* START Source excerpt *

What have you seen that does not change?

From the swirling galaxies to the minutest particles, all is in motion. All physical things change, and pass away. Our bodies grow old and die. Is that the end?

Paul wrote: “Therefore we do not lose heart. Even though our outward man is perishing, yet the inward man is being renewed day by day. For our light affliction, which is but for a moment, is working for us a far more exceeding and eternal weight of glory, while we do not look at the things which are seen, but at the things which are not seen. For the things which are seen are temporary, but the things which are not seen are eternal” (2 Corinthians 4:16-18).

Things which are seen are temporary.

This biblical statement is verified by scientific observations. The mass-energy space-time universe of which our bodies are a part, is disintegrating. There is a continual increase of entropy. Matter and energy in the universe are degrading toward an ultimate state of inert uniformity.

Jesus said: “Heaven and earth will pass away” (Luke 21:33).

* END Source excerpt *
* START Records provided *

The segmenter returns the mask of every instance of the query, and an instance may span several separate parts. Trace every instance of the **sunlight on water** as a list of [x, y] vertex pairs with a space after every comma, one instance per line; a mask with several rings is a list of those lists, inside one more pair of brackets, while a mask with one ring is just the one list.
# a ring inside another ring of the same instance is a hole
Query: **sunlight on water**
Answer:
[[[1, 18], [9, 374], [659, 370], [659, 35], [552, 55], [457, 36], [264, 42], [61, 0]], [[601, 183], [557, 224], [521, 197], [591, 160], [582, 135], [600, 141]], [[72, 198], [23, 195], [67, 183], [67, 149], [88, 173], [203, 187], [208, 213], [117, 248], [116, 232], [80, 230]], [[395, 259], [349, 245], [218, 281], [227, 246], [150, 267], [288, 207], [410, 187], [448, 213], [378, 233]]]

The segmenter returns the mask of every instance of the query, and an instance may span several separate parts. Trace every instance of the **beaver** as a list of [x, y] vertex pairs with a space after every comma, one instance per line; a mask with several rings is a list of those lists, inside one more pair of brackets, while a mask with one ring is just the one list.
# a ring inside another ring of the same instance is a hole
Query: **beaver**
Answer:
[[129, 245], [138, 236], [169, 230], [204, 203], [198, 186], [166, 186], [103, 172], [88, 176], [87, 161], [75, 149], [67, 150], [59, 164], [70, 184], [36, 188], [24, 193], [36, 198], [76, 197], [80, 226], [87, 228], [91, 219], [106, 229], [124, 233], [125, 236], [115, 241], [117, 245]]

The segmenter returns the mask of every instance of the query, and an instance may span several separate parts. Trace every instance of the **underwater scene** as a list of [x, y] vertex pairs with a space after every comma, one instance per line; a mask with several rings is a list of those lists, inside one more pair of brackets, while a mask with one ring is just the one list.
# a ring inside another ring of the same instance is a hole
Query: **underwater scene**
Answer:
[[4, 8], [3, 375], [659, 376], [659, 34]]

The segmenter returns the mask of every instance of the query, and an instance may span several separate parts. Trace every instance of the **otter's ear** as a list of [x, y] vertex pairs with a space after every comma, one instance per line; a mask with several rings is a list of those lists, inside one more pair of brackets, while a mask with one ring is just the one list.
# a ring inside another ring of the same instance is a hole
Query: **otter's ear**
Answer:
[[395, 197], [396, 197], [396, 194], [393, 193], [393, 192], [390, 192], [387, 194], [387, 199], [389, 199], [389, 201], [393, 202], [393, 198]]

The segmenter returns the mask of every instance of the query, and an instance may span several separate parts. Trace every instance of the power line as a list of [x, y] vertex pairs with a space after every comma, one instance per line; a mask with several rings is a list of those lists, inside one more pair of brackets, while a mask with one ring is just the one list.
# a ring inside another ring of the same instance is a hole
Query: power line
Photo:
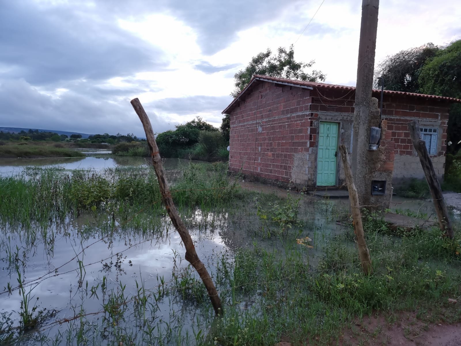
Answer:
[[325, 2], [325, 0], [323, 0], [323, 1], [322, 1], [322, 3], [320, 4], [320, 6], [319, 6], [319, 8], [317, 9], [317, 10], [315, 11], [315, 13], [314, 13], [314, 15], [312, 16], [312, 18], [311, 18], [311, 20], [309, 21], [309, 23], [307, 23], [307, 25], [306, 26], [306, 27], [304, 28], [304, 30], [302, 30], [302, 32], [301, 33], [301, 35], [299, 35], [299, 36], [296, 39], [296, 41], [295, 41], [295, 43], [293, 44], [293, 46], [294, 46], [295, 44], [296, 44], [296, 42], [298, 42], [298, 40], [300, 39], [300, 38], [301, 36], [302, 36], [302, 34], [304, 33], [304, 31], [306, 31], [306, 29], [307, 29], [307, 27], [309, 26], [309, 24], [311, 24], [311, 22], [312, 21], [312, 19], [313, 19], [314, 18], [314, 17], [315, 17], [315, 15], [317, 14], [317, 12], [319, 12], [319, 10], [320, 9], [320, 8], [322, 7], [322, 5], [323, 5], [323, 3]]

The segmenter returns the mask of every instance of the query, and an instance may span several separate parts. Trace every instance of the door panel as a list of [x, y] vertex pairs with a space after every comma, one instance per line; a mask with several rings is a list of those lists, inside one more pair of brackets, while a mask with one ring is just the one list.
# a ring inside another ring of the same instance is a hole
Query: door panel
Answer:
[[317, 186], [336, 185], [336, 158], [338, 145], [338, 123], [320, 121], [317, 149]]

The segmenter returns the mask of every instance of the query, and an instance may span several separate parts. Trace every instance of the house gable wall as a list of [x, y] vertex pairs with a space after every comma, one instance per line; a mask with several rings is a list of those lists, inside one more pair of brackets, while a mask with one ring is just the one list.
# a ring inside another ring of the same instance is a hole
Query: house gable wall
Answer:
[[[339, 123], [338, 143], [351, 154], [355, 97], [355, 90], [255, 84], [230, 114], [230, 169], [301, 186], [315, 186], [319, 123]], [[421, 127], [439, 129], [437, 155], [432, 160], [441, 179], [449, 107], [447, 102], [435, 99], [385, 94], [383, 119], [386, 128], [383, 128], [382, 144], [385, 145], [386, 160], [375, 168], [393, 170], [396, 184], [411, 177], [424, 177], [407, 125], [417, 119]], [[344, 183], [344, 172], [337, 162], [337, 185], [340, 185]]]

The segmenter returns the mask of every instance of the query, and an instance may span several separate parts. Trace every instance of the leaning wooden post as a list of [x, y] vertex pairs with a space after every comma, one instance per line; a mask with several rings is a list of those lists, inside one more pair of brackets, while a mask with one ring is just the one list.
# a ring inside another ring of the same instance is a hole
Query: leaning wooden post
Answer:
[[450, 239], [455, 237], [455, 233], [450, 221], [450, 218], [448, 215], [448, 209], [447, 204], [445, 203], [443, 194], [442, 193], [440, 188], [440, 183], [437, 179], [432, 161], [429, 157], [427, 149], [426, 148], [426, 143], [421, 139], [421, 131], [420, 130], [420, 124], [417, 121], [414, 120], [408, 123], [408, 128], [410, 131], [410, 137], [411, 141], [413, 142], [418, 156], [420, 157], [421, 165], [423, 167], [424, 174], [426, 176], [427, 185], [429, 186], [431, 195], [434, 201], [434, 207], [436, 213], [437, 213], [437, 219], [440, 229], [446, 235], [448, 235]]
[[359, 204], [359, 196], [357, 193], [357, 189], [354, 184], [354, 177], [352, 170], [349, 162], [349, 156], [344, 144], [339, 145], [339, 151], [343, 158], [343, 163], [344, 167], [344, 173], [346, 175], [346, 183], [349, 191], [349, 200], [352, 211], [352, 220], [354, 221], [354, 230], [357, 237], [357, 245], [359, 247], [359, 256], [361, 262], [362, 270], [366, 274], [370, 273], [372, 269], [372, 260], [370, 258], [370, 251], [366, 247], [365, 236], [363, 233], [363, 225], [362, 224], [362, 215], [360, 212], [360, 206]]
[[218, 291], [216, 291], [216, 288], [213, 283], [213, 280], [211, 280], [211, 277], [205, 268], [205, 264], [202, 263], [197, 255], [195, 247], [194, 245], [192, 238], [190, 238], [190, 234], [183, 223], [183, 221], [178, 214], [176, 207], [173, 203], [173, 199], [171, 198], [166, 178], [163, 171], [162, 161], [159, 153], [159, 147], [157, 146], [157, 142], [155, 142], [155, 137], [154, 135], [154, 130], [152, 129], [150, 120], [149, 120], [144, 108], [142, 107], [142, 105], [137, 98], [132, 100], [131, 103], [144, 127], [147, 143], [150, 150], [150, 155], [152, 158], [152, 165], [155, 170], [157, 178], [159, 179], [159, 186], [160, 187], [163, 203], [165, 204], [170, 218], [177, 233], [179, 233], [184, 246], [186, 248], [185, 258], [192, 267], [195, 268], [200, 275], [200, 278], [207, 287], [208, 295], [210, 297], [210, 300], [211, 300], [211, 304], [213, 305], [215, 313], [216, 315], [222, 314], [221, 299], [218, 295]]

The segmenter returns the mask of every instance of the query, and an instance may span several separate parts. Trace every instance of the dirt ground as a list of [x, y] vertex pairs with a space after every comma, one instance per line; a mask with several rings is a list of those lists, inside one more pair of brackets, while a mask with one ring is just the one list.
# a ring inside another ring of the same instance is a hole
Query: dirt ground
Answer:
[[366, 317], [347, 330], [339, 345], [456, 346], [461, 345], [461, 323], [425, 322], [414, 312]]

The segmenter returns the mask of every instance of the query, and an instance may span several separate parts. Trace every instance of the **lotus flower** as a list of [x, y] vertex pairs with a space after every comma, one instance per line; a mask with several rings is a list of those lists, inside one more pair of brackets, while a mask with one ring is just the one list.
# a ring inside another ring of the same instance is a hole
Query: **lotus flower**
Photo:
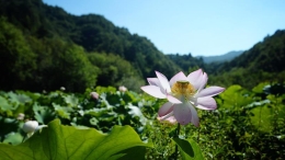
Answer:
[[[187, 77], [180, 71], [170, 81], [156, 71], [157, 78], [148, 78], [149, 85], [141, 90], [158, 99], [168, 99], [158, 112], [159, 117], [167, 119], [174, 116], [181, 125], [189, 123], [198, 127], [198, 115], [195, 110], [216, 110], [216, 101], [212, 98], [221, 93], [220, 87], [205, 88], [208, 77], [202, 69], [191, 72]], [[195, 107], [194, 107], [195, 106]]]
[[122, 87], [118, 87], [118, 91], [119, 92], [126, 92], [127, 91], [127, 88], [122, 85]]
[[99, 99], [98, 92], [91, 92], [90, 95], [91, 95], [92, 99], [95, 99], [95, 100]]

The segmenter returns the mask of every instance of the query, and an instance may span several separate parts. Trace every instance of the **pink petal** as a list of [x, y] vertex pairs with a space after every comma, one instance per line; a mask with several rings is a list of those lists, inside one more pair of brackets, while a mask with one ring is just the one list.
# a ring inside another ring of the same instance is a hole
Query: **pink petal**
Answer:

* END Records provided *

* _Objective_:
Please reproduce the passage above on what changes and what endures, word for word, from "From the swirling" up to and including "that the end?".

* _Finished task_:
From the swirling galaxies to the minutest particles, all is in motion. All physical things change, and pass away. Our bodies grow old and die. Is that the end?